### EXTRACTED TEXT
#####

# Breach of Contract



## Nebraska (Sep 9, 2002)

Has anyone ever sued a client over breach of contract? My example involves cancellation for another company, for a lower price, w/o 30 day written notice as the contract states.


----------



## Mick (May 19, 2001)

I probably wouldn't. You have to figure if it's worth the expense and aggravation. Then, if you win what are your chances of collecting? Does your contract state that they will be responsible for collection costs in case of default?


----------



## seville009 (Sep 9, 2002)

What are the penalties of the breach as stated in your contract?

Normally, it would be something along the lines of he would owe you $x amount.

If that is the case, simply send him a certified letter (return receipt) stating very clearly what the breach was, what he owes you as a result of the breach, and when payment is expected to be received.

Keep the letter short and simple - just state the facts, not emotions, etc.

If that payment due date then passes with no payment or response, take it to small claims court (assuming that you're within the dollar limit). You should win hands down with just your written contract (signed) and the certified letter that you sent to him. No attorneys need to be involved.


----------



## John Allin (Sep 18, 2000)

And, if the letter gets inadvertantly 'forwarded' to the local press - won't that publicity be nice?


----------



## Lawn Lad (Feb 4, 2002)

I would think that you wouldn't want a customer if they don't want you. Let them walk somewhere else for a lower price, they most likely will wind up paying for it in the long run anyways. Tough pill to swallow.


----------



## Nebraska (Sep 9, 2002)

That's usually been my attitude about it LawnLad. This situation happened right before it was going to snow. We received a call from the owner of a daycare TWO HOURS BEFORE A FORECASTED SNOWFALL saying that service has been great...but.....we found someone cheaper (about $65 per event cheaper; our price was about $210 on a 1-3inch event). I told him about the 30 Day clause in our contract and he said he's not paying for any work done from this point on. If it snows 6 times during this 30 Days we are looking at lost income of about $2-3k...not a ton but a loss non the less. 


JAA---With your VAST experience how do you handle this type of issue?

Why have a contract then?


----------



## John Allin (Sep 18, 2000)

Well.... regardless of the amount of the contract - I'd let them go. If they refuse to pay you, and you force the issue, and IF you get to court you'll have difficulty proving "damages". Lost revenue ? Welcome to the world of business. "Failure to live up to the terms of the contract" ?? Small potatoes.... you can't recoup the actual amount you would invoice them - only the net profit you lost (not the gross profit).

Now, if the judge asks you what your net profit from the revenue lost would be (and lets say it's 5 pushes at $210 per push making the total revenues $1050 less projected direct costs for a gross profit of about $500 - less overhead/depreciation/etc for a net profit of [maybe] $200) and you tell him $200 he might tend to laugh at you and award you $100 total, if he's in a real good mood.

IF you're in a jurisdiction that requires you be represented by a lawyer (at $100/hr, conservatively) you could end up spending a few hundred dollars to "prove your point". I like to choose my battles - and this isn't one I'd select.

If it's worth that much to you - go get 'em !!

But, strictly from a dollars and cents standpoint..... I'd just let it go. It wouldn't be worth my time to go after. And the potential bad publicity (if you're in a small town market area) wouldn't be worth the great feeling of "winning" the privilidge of paying a lawyer. In this case - the lawyer wins.... you don't.

Now... if it was a million dollar per winter account... I might think differently.

Just my opinion - but you did ask for it....


----------



## Nebraska (Sep 9, 2002)

Thanks for the input.


----------

#####

### WORK TO COMPLETE
- A) In the forum thread on breach of contract, why does John Allin say that suing the daycare owner would not pay off?
- B) Copy the forum thread on breach of contract from "## seville009 (Sep" to "not emotions, etc.".

### AVAILABLE DATA
#####

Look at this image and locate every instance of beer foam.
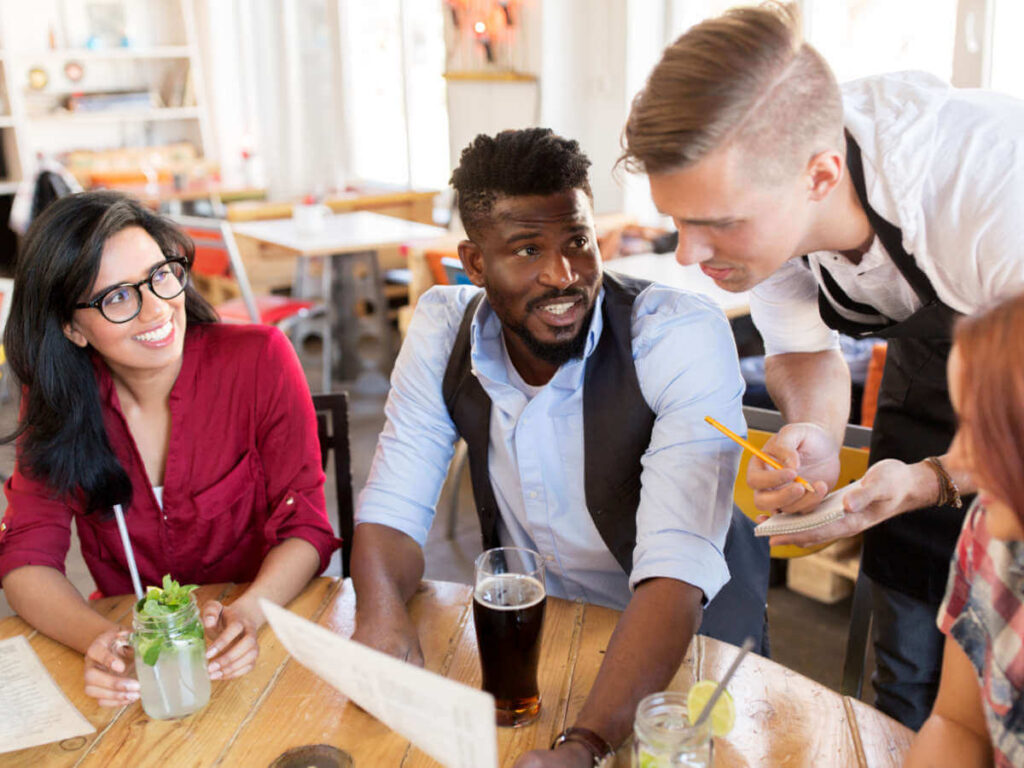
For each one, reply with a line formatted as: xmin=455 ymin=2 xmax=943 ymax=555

#####

### RESPONSES BY TASK
- A) A court would let the business recover only the net profit it lost, not the amount it would have invoiced. In his example that is about $200 from $1050 in revenue, and a judge might award only $100. A lawyer at $100 an hour could cost a few hundred dollars.

- B)
## seville009 (Sep 9, 2002)

What are the penalties of the breach as stated in your contract?

Normally, it would be something along the lines of he would owe you $x amount.

If that is the case, simply send him a certified letter (return receipt) stating very clearly what the breach was, what he owes you as a result of the breach, and when payment is expected to be received.

Keep the letter short and simple - just state the facts, not emotions, etc.